> **Passage given**:
Enver Hadžihasanović (born 7 July 1950) is a former Bosnian chief of staff of the Army of the Republic of Bosnia and Herzegovina and convicted war criminal.

Biography 
Hadžihasanović was born in Zvornik in 1950 in the SR Bosnia and Herzegovina.

Military career
Hadžihasanović graduated from the military academy in Belgrade in 1973. He then was transferred to the military stations in Tuzla and Sarajevo. As captain first class he led the command in the military academy in Belgrade. After that school closed, he was given the rank of major and commanded the battalion of the military police of the 7th Army in 1988. After a while he was given the command of the 49th Motorized Brigade. That brigade was later transformed into a mechanized brigade; at the end of 1989 he was the commander of that brigade, with the rank of lieutenant colonel.

[Object pointing dataset entries]

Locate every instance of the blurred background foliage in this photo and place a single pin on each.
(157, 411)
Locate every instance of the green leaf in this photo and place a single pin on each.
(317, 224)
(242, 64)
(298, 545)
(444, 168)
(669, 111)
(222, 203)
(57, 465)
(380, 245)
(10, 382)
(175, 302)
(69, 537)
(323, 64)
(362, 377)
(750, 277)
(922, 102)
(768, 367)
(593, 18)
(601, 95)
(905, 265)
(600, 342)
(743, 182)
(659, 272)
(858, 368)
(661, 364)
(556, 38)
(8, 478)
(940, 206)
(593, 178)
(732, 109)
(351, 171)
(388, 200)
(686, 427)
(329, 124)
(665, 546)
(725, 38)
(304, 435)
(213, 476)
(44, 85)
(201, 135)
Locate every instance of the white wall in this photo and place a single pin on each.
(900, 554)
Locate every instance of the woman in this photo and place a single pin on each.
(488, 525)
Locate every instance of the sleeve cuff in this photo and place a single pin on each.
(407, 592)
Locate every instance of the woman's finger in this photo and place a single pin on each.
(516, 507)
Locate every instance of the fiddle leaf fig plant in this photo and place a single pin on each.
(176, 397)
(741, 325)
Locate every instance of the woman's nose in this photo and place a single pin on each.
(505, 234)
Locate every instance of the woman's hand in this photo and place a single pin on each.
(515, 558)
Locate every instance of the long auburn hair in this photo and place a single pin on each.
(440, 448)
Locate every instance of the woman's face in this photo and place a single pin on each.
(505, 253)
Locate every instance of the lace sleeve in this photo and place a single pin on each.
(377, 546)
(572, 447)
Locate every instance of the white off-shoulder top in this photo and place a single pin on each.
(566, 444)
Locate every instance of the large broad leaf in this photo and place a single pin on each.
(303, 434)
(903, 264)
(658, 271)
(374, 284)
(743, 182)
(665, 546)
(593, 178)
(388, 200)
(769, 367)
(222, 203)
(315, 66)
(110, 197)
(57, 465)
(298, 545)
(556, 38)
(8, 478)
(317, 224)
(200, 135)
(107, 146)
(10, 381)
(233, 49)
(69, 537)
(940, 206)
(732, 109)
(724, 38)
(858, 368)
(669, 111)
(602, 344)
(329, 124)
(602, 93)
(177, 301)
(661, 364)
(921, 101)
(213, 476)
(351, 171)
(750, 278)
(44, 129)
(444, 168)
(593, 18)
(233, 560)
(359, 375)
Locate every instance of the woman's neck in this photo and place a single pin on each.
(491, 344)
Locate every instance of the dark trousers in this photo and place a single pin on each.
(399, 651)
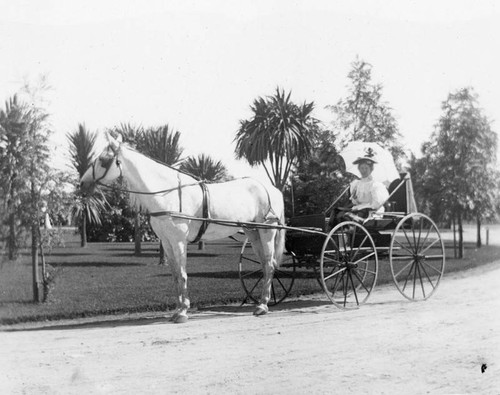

> **Required actions**:
(1) Duplicate the biography, everything from "Enver Hadžihasanović (born" down to "Bosnia and Herzegovina.".
(2) Set down the entries, everything from the line containing "Locate every instance of the dark" down to the end of the entries, both ends included. Leave out the pictures.
The biography and the entries have no connection to each other.

> **Answers for the tasks**:
(1)
Enver Hadžihasanović (born 7 July 1950) is a former Bosnian chief of staff of the Army of the Republic of Bosnia and Herzegovina and convicted war criminal.

Biography 
Hadžihasanović was born in Zvornik in 1950 in the SR Bosnia and Herzegovina.

(2)
Locate every instance of the dark trousers in this photo and place a single pin on each.
(399, 651)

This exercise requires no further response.